The task | From the line that includes "Give the innermost point of each instance of the cardboard" to the last line of the records, inclusive, repeat each line exactly.

╭─ Input records

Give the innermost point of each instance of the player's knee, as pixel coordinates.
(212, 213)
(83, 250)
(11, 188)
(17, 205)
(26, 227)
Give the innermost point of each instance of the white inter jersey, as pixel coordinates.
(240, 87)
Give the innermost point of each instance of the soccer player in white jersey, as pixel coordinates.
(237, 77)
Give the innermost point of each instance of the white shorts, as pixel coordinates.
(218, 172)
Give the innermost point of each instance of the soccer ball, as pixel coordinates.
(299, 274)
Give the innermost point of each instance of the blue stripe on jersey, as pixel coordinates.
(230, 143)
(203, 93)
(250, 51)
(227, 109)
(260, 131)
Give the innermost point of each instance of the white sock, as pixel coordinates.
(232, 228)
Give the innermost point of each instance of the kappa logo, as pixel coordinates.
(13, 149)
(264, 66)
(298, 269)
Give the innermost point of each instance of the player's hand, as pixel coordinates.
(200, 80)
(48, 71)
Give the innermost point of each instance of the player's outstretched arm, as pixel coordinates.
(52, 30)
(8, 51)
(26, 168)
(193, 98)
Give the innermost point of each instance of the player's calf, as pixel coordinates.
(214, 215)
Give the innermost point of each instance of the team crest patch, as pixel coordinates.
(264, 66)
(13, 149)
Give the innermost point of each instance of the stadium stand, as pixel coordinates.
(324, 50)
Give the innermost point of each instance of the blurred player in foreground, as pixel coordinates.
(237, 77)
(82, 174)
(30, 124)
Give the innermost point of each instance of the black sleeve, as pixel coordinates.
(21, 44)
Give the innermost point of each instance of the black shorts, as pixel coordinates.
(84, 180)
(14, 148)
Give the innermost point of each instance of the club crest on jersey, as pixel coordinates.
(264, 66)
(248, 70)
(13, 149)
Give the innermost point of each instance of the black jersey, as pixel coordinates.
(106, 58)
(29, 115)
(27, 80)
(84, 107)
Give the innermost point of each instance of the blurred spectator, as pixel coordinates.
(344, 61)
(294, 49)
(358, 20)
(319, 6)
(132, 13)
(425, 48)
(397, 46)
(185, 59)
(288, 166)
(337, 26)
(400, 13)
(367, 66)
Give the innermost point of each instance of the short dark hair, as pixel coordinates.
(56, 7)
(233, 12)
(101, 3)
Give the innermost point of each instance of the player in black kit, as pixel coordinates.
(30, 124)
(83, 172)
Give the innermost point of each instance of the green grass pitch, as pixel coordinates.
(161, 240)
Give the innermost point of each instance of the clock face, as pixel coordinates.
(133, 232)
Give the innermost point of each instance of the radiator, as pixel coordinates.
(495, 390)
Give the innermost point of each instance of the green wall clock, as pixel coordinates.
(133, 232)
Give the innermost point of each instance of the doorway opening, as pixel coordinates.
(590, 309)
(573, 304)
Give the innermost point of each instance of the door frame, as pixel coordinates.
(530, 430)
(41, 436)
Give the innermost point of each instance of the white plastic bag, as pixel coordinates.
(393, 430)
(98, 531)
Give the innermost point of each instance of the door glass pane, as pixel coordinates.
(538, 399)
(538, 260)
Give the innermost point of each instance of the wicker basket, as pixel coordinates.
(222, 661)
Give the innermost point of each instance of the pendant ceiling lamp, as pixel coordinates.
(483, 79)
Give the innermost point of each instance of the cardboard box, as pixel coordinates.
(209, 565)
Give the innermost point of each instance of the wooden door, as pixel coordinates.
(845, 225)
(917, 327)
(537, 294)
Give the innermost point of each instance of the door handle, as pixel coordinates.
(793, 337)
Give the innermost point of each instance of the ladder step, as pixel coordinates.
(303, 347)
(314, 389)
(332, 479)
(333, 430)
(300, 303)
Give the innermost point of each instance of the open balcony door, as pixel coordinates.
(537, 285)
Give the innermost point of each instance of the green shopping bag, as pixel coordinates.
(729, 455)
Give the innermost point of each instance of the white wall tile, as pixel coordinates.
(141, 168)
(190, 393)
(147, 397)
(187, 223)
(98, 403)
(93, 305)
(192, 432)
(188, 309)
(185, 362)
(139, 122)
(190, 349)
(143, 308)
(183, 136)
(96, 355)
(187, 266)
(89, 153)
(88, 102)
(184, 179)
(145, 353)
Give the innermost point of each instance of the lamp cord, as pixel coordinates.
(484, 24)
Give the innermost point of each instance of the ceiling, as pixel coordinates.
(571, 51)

╰─

Problem solution |
Give the innermost point of each instance of the cardboard box, as pixel coordinates.
(209, 565)
Give the innermost point of each instance of the wooden door, as pixel coordinates.
(845, 225)
(917, 327)
(537, 294)
Give the innermost point of each instance of the door handle, as pixel coordinates.
(793, 337)
Give the innermost point of each instance of the ladder step, as pixel coordinates.
(303, 347)
(314, 389)
(332, 479)
(333, 430)
(300, 303)
Give the innermost point of each instance of the open balcony door, as pixel coordinates.
(537, 285)
Give the innermost point of each instance of the green shopping bag, as pixel coordinates.
(729, 455)
Give the innermost point of each instance of the white wall tile, as pixel coordinates.
(141, 168)
(190, 393)
(147, 397)
(187, 223)
(98, 403)
(93, 305)
(192, 432)
(188, 309)
(185, 362)
(139, 122)
(190, 349)
(143, 308)
(183, 136)
(96, 355)
(187, 266)
(89, 153)
(88, 102)
(184, 179)
(145, 353)
Give the innermost point of each instance of the lamp cord, as pixel coordinates.
(484, 24)
Give the innermost point of each instance of the ceiling, as pixel coordinates.
(571, 51)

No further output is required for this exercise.